- What is expected:
Character for character, give back every line below.

++++++++++++++++++++

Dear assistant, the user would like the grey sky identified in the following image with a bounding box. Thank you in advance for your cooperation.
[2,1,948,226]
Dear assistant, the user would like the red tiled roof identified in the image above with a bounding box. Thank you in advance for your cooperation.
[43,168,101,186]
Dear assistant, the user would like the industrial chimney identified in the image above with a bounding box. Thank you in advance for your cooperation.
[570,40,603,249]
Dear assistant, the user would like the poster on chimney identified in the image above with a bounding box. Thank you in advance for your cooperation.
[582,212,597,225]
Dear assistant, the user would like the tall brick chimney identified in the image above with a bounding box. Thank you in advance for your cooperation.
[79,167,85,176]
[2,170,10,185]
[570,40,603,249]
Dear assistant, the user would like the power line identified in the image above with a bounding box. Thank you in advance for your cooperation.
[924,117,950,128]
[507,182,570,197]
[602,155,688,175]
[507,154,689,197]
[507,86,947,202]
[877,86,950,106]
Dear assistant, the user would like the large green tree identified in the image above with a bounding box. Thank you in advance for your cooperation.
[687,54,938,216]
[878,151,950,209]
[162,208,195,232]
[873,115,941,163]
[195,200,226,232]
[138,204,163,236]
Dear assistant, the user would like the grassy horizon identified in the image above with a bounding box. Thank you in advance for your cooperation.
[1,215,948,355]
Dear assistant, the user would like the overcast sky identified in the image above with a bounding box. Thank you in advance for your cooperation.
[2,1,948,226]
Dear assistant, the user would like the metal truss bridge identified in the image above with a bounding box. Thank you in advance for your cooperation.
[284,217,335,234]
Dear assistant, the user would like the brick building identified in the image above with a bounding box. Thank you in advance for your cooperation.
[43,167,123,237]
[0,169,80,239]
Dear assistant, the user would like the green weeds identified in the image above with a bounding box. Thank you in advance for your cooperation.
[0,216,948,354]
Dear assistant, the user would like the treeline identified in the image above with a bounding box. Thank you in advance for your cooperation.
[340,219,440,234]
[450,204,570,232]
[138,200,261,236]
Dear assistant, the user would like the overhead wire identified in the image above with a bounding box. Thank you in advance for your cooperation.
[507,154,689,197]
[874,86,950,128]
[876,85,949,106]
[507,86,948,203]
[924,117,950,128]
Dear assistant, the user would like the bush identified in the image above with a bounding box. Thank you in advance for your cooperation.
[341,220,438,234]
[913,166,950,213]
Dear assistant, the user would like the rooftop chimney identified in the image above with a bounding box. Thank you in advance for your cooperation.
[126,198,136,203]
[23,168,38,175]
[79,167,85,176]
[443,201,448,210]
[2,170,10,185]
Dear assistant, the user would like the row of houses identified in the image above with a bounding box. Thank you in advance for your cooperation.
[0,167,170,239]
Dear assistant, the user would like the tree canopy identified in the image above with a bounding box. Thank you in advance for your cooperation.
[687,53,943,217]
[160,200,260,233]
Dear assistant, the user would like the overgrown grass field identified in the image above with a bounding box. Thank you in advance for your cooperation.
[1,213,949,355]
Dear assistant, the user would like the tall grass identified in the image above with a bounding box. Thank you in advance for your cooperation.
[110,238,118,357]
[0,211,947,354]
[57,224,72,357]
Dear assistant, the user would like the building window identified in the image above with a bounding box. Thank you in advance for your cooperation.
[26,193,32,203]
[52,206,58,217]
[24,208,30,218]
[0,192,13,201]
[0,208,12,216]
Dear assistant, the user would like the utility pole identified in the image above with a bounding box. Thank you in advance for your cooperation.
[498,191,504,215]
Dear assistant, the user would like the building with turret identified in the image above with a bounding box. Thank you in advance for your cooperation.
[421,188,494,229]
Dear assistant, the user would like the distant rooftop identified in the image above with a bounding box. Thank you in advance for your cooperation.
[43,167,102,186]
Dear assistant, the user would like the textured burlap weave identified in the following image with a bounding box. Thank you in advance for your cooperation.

++++++++++++++++++++

- Your solution:
Dear assistant, the user would like the grey sky identified in the following image with a bounding box. Thank you in advance for your cooperation.
[2,1,948,226]
Dear assistant, the user would like the red tiled roof identified in the image above with a bounding box. Thank you in advance for your cooperation.
[43,168,101,186]
Dear assistant, the user would like the industrial chimney identified in the image above with a bounding box. Thank you in advance for your cooperation.
[570,40,603,249]
Dear assistant, the user would like the poster on chimney identified in the image above with a bounding box. Thank you in advance for your cooperation.
[582,212,597,225]
Dear assistant, the user would like the tall brick chimney identified in the image above with a bounding box. Thank you in advance for your cooperation.
[79,167,85,176]
[2,170,10,185]
[570,40,603,249]
Dear assistant, the user would like the power line identified in the image above with a bounding box. Thank you in advance for your cooperation.
[924,117,950,128]
[507,182,570,197]
[602,155,688,175]
[507,154,689,197]
[507,86,947,202]
[877,86,950,106]
Dear assistant, the user would like the large green tree identified in the image above with a bounding box. Thank you in advance for your cooperation.
[687,54,938,216]
[878,151,950,209]
[162,208,195,232]
[873,115,941,163]
[195,200,226,232]
[138,204,163,236]
Dear assistant, the user would like the grassy horizon identified in the image above with a bounding box. Thank you in advance for your cooperation.
[1,215,948,355]
Dear assistant, the user would like the overcast sky identified in the image above with a bounding box. Thank you in advance for your cooperation.
[2,1,948,226]
Dear assistant, the user would like the metal truss bridge identified in the image above with a bounding box. Thank you in advance for your cooperation.
[284,217,335,234]
Dear assistant, the user would like the brick building identified in the image above with a bounding box. Thank you in advance for your cooperation.
[43,167,123,237]
[0,169,80,239]
Dear assistant, the user would like the green weeds identified in the image above with a bounding box. Thank you in advance for your cooperation.
[0,216,948,354]
Dear assistant, the user would like the treeline identified in the image above with a bounding box. Thank you in advance for your cooperation.
[340,219,440,234]
[450,204,570,232]
[138,200,261,236]
Dear assistant, the user would like the overhead wire identified in the image above with a bounding box. Thank you in advance for your cooperation.
[507,154,689,197]
[874,86,950,128]
[876,85,949,106]
[507,86,948,203]
[924,117,950,128]
Dear assistant, the user would like the bush identified in the image above with a bounding box. Thank you in advance for your cooperation.
[341,220,438,234]
[913,166,950,213]
Dear assistant, the user would like the rooftop chimney identified in the image above with a bounding box. Thank you in advance for your cooperation.
[126,198,136,203]
[23,168,38,175]
[79,167,85,176]
[443,201,448,210]
[2,170,10,185]
Dear assistant, the user would like the row of houses identified in the image above with a bounding box. Thank you in advance for your cooperation.
[0,167,170,239]
Dear assistant, the user would like the tree canopy identified in the image above with a bounding box. Thank you in advance for your cooperation.
[687,53,943,217]
[160,200,260,233]
Dear assistant, the user would like the overgrown grass field identified in the image above with a bounding box. Thank you in advance for your cooperation.
[1,213,949,355]
Dear assistant, the user would like the tall grass identified in the image above with a bounding box. Thank you in advance for your cooperation.
[110,238,118,357]
[0,211,947,354]
[57,224,72,357]
Dear assistant, the user would like the building window identified in the image above with a bounding box. Thank you in advance for your cooperation.
[26,193,32,203]
[52,206,58,217]
[24,208,30,218]
[0,192,13,201]
[0,208,12,216]
Dear assistant, the user would like the utility pole identified in the image above with a bounding box. Thank you in advance for your cooperation.
[498,191,504,215]
Dear assistant, the user would like the building with turret identified in the image above with a bounding box. Thank you in advance for your cooperation.
[421,188,494,229]
Dear assistant, the user would like the distant rooftop identified in the image above with a bounding box. Thank you in advance for your cooperation.
[43,167,102,186]
Dear assistant, the user would like the textured burlap weave identified in the following image with a bounding box. Thank you in advance for your cooperation.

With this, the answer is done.